● TEXT:
Summer is just a few weeks away and families are already starting to spend lots of time outdoors. As you get outside and enjoy the warm weather, however, your need to be on high alert for ticks. A recent viral Facebook video is showing one of the lesser known, but totally scary, side effects of a tick bite: tick paralysis. This is leading many to wonder what is tick paralysis and can it be prevented.
Scary Mommy reported on an Oregon mom who got a terrifying lesson in tick paralysis after her young daughter suffered a bite without even realizing it. According to the site, Amanda Lewis noticed that her daughter Evelyn was acting strangely one night just before bedtime. She didn't want to stand up to put on her pajamas and she was crankier than normal. By the next morning, the problem was much worse. Evelyn could barely stand up, and couldn't really walk, crawl, or even lift up her arms. Amanda shared a video of Evelyn on Facebook to see if any of her Facebook friends could help figure out what was going on, and just a short time later made the wise decision to head to the emergency room.
Luckily, according to Amanda's follow-up post, Evenlyn was able to be seen pretty quickly by a doctor, who gave her mom some startling news— the little girl probably had a tick. The doctor said he'd only seem a handful of children over the previous 15 years with the same kind of symptoms, and in those cases a tick was the culprit. Sure enough, they scoured Evelyn's body for a tick and found one in her hair.
According to the American Lyme Disease Federation, tick paralysis is more common in pets than in people, but kids are more likely to experience it than adults. It typically sets in about five to seven days after a bite. The first signs, according to the foundation, are usually tiredness and muscle pain or numbness. It usually starts in the legs and travels upward through the body, eventually paralyzing the face and tongue. In the most severe cases in can cause convulsions and lead to respiratory failure or even death.
Lewis said she's grateful it didn't go that far for her daughter, thanks to the doctor who was familiar with the signs. Little Evelyn was back to her normal self within a day or so of the ordeal, and the doctor said because of the type of tick she was bitten by, she shouldn't be at risk for lyme disease, another major possible side effect of a tick bite, according the Centers for Disease Control and Prevention.
The Lewis family's terrifying brush with a tick will hopefully remind other moms and dads across the country to be extra vigilant about the bug spray and protecting their kids from bites this summer. In addition to insect repellant, Today's Parent noted that wearing long pants and sleeves will help prevent ticks, as will showering right after being outdoors to wash away ticks before they have time to attach.

Data records
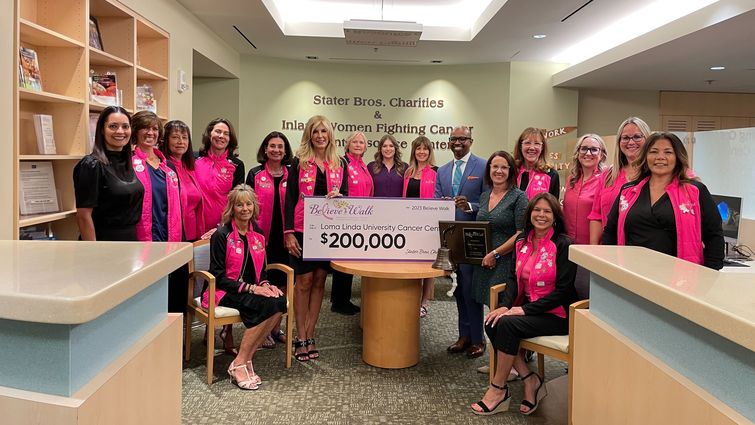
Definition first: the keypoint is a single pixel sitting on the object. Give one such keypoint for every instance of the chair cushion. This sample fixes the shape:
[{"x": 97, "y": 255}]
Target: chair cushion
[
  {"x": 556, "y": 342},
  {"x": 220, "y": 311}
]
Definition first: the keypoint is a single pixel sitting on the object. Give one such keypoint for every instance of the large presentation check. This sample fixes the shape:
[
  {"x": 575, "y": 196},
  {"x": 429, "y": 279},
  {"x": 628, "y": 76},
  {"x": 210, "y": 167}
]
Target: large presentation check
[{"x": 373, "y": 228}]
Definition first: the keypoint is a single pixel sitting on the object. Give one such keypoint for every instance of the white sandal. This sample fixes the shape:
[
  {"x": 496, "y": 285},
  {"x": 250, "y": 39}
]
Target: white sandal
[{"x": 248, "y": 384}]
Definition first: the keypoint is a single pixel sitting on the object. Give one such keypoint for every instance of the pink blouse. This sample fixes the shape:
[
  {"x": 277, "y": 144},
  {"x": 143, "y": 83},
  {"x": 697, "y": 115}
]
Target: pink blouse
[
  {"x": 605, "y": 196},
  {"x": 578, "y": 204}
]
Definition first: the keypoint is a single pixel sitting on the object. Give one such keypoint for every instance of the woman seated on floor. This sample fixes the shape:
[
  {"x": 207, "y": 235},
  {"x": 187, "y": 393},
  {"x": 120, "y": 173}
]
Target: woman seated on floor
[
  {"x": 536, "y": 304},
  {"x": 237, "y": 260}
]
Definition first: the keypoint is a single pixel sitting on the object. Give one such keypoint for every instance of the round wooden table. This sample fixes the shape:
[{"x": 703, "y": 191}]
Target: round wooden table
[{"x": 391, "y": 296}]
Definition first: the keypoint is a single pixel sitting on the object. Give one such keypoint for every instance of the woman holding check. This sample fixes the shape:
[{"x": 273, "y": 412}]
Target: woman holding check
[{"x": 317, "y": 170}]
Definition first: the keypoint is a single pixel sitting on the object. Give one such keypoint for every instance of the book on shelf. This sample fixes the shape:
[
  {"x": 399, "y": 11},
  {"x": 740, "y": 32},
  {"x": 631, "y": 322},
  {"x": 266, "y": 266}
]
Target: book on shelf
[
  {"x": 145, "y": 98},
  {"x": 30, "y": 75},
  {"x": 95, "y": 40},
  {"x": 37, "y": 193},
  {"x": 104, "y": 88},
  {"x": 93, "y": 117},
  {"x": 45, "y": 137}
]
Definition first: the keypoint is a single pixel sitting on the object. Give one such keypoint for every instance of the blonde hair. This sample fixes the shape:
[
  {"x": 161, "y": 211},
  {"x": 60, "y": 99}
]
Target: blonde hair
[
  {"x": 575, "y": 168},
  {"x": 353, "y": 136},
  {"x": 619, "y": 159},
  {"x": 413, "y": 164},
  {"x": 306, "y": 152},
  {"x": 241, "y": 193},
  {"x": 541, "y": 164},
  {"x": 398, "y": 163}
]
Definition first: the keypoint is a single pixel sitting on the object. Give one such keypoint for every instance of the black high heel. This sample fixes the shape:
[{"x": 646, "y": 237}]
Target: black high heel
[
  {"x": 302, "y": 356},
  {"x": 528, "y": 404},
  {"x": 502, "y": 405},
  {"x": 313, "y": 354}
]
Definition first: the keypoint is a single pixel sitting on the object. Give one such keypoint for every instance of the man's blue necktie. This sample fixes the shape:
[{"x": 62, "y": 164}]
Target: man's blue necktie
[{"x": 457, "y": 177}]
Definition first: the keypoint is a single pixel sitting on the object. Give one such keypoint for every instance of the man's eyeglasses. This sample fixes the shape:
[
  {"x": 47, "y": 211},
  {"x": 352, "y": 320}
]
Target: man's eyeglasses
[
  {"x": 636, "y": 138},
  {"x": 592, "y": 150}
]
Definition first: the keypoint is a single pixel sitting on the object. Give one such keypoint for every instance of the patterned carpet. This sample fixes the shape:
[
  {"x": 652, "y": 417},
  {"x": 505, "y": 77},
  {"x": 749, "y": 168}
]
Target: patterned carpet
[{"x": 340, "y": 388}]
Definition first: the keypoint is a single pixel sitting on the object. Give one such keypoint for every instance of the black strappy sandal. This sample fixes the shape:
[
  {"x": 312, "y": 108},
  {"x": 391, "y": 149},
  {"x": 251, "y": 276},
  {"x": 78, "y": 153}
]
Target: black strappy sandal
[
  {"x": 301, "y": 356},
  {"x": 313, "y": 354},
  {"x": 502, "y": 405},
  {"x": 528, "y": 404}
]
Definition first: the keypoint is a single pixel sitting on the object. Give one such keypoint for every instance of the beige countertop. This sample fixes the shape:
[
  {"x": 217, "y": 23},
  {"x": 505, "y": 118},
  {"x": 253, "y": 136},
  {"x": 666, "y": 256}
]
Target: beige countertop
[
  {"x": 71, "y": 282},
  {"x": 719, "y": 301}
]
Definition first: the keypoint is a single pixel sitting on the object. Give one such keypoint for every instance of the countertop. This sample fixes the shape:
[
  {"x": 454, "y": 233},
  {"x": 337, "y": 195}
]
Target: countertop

● REQUIRED ACTION 1:
In the tick paralysis article, change "grateful" to "thankful" and give the passage from "Lewis said she's" up to and including "Control and Prevention.".
● REQUIRED ACTION 2:
In the tick paralysis article, rewrite the paragraph that begins "The Lewis family's terrifying brush" more briefly, keeping its main facts.
None of this data is needed for the work.

● ANSWER BOX 1:
Lewis said she's thankful it didn't go that far for her daughter, thanks to the doctor who was familiar with the signs. Little Evelyn was back to her normal self within a day or so of the ordeal, and the doctor said because of the type of tick she was bitten by, she shouldn't be at risk for lyme disease, another major possible side effect of a tick bite, according the Centers for Disease Control and Prevention.

● ANSWER BOX 2:
The Lewis family's scare should remind parents across the country to use bug spray and protect their kids from tick bites this summer. Besides insect repellent, Today's Parent noted that long pants and sleeves help prevent ticks. Showering right after being outdoors also helps, because it washes ticks away before they can attach.